出典:
◆ ◆ ◆

旅への願望が病だとすると、私がそれに冒されたのはいつのことだったのだろう。中学生のころだったろうか。あるいは、高校生のときだったろうか。
過去にさかのぼってゆっくり考えていくと、ひとつの光景に出会う。小さな商店が軒を連ね、その前を歩いている通行人に、ダミ声の男たちが呼び込みをしている……。
(引用/「旅する力・深夜特急ノート」20〜21、第一章「旅という病」「その小さな旅がすべての始まりだったのかもしれない」より)
旅…という事に憧れを抱いたのは、いつの事だろう。
少なくとも小学生になった頃には、「旅に出る」という事に強い憧れを持っていた。
電車が好き…という、男の子なら多かれ少なかれ持つ嗜好が、より濃厚に出やすい環境にいたというのは、大きな理由のひとつだろう。

◆ ◆ ◆

データセット内の行
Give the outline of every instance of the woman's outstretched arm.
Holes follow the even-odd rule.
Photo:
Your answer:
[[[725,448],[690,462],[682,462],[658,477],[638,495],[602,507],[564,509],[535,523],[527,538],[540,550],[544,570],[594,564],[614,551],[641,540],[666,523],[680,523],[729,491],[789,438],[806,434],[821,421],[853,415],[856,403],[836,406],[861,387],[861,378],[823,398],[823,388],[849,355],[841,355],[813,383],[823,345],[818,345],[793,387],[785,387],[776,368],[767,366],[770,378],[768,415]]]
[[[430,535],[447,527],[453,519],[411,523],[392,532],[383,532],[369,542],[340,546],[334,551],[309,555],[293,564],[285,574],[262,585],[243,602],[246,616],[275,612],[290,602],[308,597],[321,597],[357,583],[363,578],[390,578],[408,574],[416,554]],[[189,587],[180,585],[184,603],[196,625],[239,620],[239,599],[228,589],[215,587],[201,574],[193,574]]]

◆ ◆ ◆

課題 1: 出典で、引用元として挙げられている書名は何ですか。
課題 2:
次の(a)〜(c)が出典の内容と合うかどうか、それぞれ「はい」か「いいえ」で答え、決め手となる出典の言葉をそのまま引用してください。
(a) 小学生になったころには、「旅に出る」ことに強い憧れを持っていた。
(b) 引用部分では、旅への願望に冒された時期を大学生のころかと考えている。
(c) 過去をさかのぼって考えると、大きな駅の光景に出会う。
課題 3: 出典のうち、「旅への願望が病だとすると、私」から始まり「たというのは、大きな理由のひとつだろう。」までの部分を、そのとおりに繰り返して書いてください。

解答 1: 「旅する力・深夜特急ノート」

解答 2:
(a) はい。「少なくとも小学生になった頃には、「旅に出る」という事に強い憧れを持っていた。」
(b) いいえ。「中学生のころだったろうか。あるいは、高校生のときだったろうか。」
(c) いいえ。「小さな商店が軒を連ね、その前を歩いている通行人に、ダミ声の男たちが呼び込みをしている……。」

解答 3:
旅への願望が病だとすると、私がそれに冒されたのはいつのことだったのだろう。中学生のころだったろうか。あるいは、高校生のときだったろうか。
過去にさかのぼってゆっくり考えていくと、ひとつの光景に出会う。小さな商店が軒を連ね、その前を歩いている通行人に、ダミ声の男たちが呼び込みをしている……。
(引用/「旅する力・深夜特急ノート」20〜21、第一章「旅という病」「その小さな旅がすべての始まりだったのかもしれない」より)
旅…という事に憧れを抱いたのは、いつの事だろう。
少なくとも小学生になった頃には、「旅に出る」という事に強い憧れを持っていた。
電車が好き…という、男の子なら多かれ少なかれ持つ嗜好が、より濃厚に出やすい環境にいたというのは、大きな理由のひとつだろう。